REQUIREMENT: Continue the abstract of the PREDIMED-NAVARRA trial on the Mediterranean diet and cognition, starting after its Objective paragraph.

PASSAGE PROVIDED:
---+---

Mediterranean diet improves cognition: the PREDIMED-NAVARRA randomised trial
- Elena H Martínez-Lapiscina1,2,
- Pedro Clavero3,
- Estefania Toledo1,4,
- Ramon Estruch4,5,
- Jordi Salas-Salvadó4,6,
- Beatriz San Julián1,
- Ana Sanchez-Tainta1,
- Emilio Ros4,7,
- Cinta Valls-Pedret4,7,
- Miguel Á Martinez-Gonzalez1
- 1Department of Preventive Medicine and Public Health, Medical School-Clinica, University of Navarra, Pamplona, Spain
- 2Center for Neuroimmunology, Institute of Biomedical Research August Pi Sunyer (IDIBAPS), Hospital Clinic of Barcelona, Barcelona, Spain
- 3Department of Neurology, Complejo Hospitalario de Navarra, Pamplona, Spain
- 4CIBER Fisiopatología de la Obesidad y Nutrición (CIBERobn), Instituto de Salud Carlos III (ISCIII), Madrid, Spain
- 5Department of Internal Medicine, Institute of Biomedical Research August Pi Sunyer (IDIBAPS), Hospital Clinic, University of Barcelona, Barcelona, Spain
- 6Human Nutrition Unit, IISPV, Universitat Rovira i Virgili, Reus, Spain
- 7Department of Endocrinology and Nutrition, Lipid Clinic, Institute of Biomedical Research August Pi Sunyer (IDIBAPS), Hospital Clinic of Barcelona, Barcelona, Spain
- Correspondence to Professor Miguel A Martinez-Gonzalez, Departamento de Medicina Preventiva y Salud Pública, Facultad de Medicina-Clínica, Universidad de Navarra, C/ Irunlarrea n1 1, Pamplona, Navarra E-31008, Spain;
- Received 17 December 2012
- Revised 8 March 2013
- Accepted 20 March 2013
- Published Online First 13 May 2013
Objective Previous observational studies reported beneficial effects of the Mediterranean diet (MedDiet) on cognitive function, but results were inconsistent. We assessed the effect on cognition of a nutritional intervention using MedDiets in comparison with a low-fat control diet.

---+---

INFORMATION PROVIDED:
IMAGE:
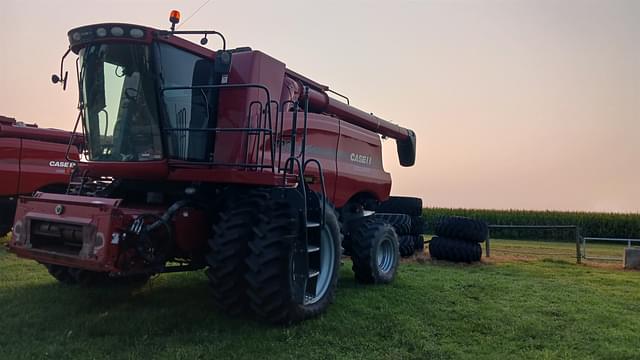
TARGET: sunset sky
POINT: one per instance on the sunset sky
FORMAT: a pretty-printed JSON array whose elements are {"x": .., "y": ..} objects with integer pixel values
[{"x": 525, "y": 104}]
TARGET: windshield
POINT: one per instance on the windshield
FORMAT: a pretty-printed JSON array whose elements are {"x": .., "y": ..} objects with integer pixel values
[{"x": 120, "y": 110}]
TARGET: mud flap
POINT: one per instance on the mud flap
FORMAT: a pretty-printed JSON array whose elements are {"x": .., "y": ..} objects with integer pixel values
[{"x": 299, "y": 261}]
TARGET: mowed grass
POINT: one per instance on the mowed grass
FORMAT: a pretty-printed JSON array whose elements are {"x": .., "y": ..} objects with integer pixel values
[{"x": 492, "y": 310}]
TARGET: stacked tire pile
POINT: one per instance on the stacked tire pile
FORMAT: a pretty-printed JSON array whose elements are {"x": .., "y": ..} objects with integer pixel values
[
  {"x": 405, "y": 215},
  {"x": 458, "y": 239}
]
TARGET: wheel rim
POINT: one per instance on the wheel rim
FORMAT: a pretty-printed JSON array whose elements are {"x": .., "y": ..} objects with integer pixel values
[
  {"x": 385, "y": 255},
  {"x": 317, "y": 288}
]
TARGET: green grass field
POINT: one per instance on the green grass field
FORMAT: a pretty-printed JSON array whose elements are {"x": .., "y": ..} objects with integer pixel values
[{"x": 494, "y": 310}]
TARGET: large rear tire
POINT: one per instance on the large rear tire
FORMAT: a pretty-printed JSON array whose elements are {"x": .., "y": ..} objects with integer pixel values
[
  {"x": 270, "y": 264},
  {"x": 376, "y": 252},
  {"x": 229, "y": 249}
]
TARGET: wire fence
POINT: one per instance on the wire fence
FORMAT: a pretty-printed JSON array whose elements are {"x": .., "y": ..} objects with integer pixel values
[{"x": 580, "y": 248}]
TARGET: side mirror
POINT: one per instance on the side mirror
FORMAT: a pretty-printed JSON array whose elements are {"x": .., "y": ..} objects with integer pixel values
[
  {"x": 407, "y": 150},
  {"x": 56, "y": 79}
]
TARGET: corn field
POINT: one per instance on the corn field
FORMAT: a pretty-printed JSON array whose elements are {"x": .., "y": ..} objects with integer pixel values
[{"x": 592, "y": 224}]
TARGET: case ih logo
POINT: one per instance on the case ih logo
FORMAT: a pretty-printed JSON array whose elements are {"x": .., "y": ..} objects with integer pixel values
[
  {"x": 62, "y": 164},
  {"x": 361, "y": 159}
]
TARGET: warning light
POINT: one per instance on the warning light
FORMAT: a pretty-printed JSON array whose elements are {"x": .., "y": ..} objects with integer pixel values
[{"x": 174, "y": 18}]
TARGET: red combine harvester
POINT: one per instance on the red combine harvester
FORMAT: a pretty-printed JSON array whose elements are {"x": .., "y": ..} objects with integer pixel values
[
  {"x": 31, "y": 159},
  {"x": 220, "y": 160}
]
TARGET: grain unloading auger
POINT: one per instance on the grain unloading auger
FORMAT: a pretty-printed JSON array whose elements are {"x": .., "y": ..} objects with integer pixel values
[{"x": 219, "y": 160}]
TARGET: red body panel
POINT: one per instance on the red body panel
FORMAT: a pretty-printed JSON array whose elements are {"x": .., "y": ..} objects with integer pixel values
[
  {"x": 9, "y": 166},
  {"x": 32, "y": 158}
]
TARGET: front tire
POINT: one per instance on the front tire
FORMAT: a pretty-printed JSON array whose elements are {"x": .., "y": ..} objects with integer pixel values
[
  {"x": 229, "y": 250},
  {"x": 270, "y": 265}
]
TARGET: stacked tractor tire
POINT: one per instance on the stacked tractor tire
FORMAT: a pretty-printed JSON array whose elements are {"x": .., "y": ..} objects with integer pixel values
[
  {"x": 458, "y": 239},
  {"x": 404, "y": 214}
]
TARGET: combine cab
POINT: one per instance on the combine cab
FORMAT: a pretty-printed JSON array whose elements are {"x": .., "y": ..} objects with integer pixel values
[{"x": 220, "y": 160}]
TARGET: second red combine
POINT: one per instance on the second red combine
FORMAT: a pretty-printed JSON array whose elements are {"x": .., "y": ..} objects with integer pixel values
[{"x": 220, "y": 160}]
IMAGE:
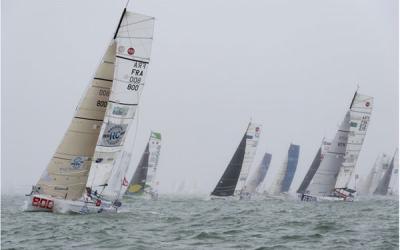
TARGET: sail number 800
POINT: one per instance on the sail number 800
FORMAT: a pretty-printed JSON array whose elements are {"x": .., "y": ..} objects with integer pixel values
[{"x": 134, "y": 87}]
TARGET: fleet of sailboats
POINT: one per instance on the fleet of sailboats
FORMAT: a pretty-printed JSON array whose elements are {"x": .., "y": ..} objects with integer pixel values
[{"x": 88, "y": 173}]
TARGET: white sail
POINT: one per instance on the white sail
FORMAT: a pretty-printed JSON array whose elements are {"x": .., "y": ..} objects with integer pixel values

---+---

TASK OUTPUT:
Methods We assessed 522 participants at high vascular risk (44.6% men, age 74.6 ± 5.7 years at cognitive evaluation) enrolled in a multicentre, randomised, primary prevention trial (PREDIMED), after a nutritional intervention comparing two MedDiets (supplemented with either extra-virgin olive oil (EVOO) or mixed nuts) versus a low-fat control diet. Global cognitive performance was examined by Mini-Mental State Examination (MMSE) and Clock Drawing Test (CDT) after 6.5 years of nutritional intervention. Researchers who assessed the outcome were blinded to group assignment. We used general linear models to control for potential confounding.
Results After adjustment for sex, age, education, Apolipoprotein E genotype, family history of cognitive impairment/dementia, smoking, physical activity, body mass index, hypertension, dyslipidaemia, diabetes, alcohol and total energy intake, participants allocated to the MedDiet+EVOO showed higher mean MMSE and CDT scores with significant differences versus control (adjusted differences: +0.62 95% CI +0.18 to +1.05, p=0.005 for MMSE, and +0.51 95% CI +0.20 to +0.82, p=0.001 for CDT). The adjusted means of MMSE and CDT scores were also higher for participants allocated to the MedDiet+Nuts versus control (adjusted differences: +0.57 (95% CI +0.11 to +1.03), p=0.015 for MMSE and +0.33 (95% CI +0.003 to +0.67), p=0.048 for CDT). These results did not differ after controlling for incident depression.
Conclusions An intervention with MedDiets enhanced with either EVOO or nuts appears to improve cognition compared with a low-fat diet.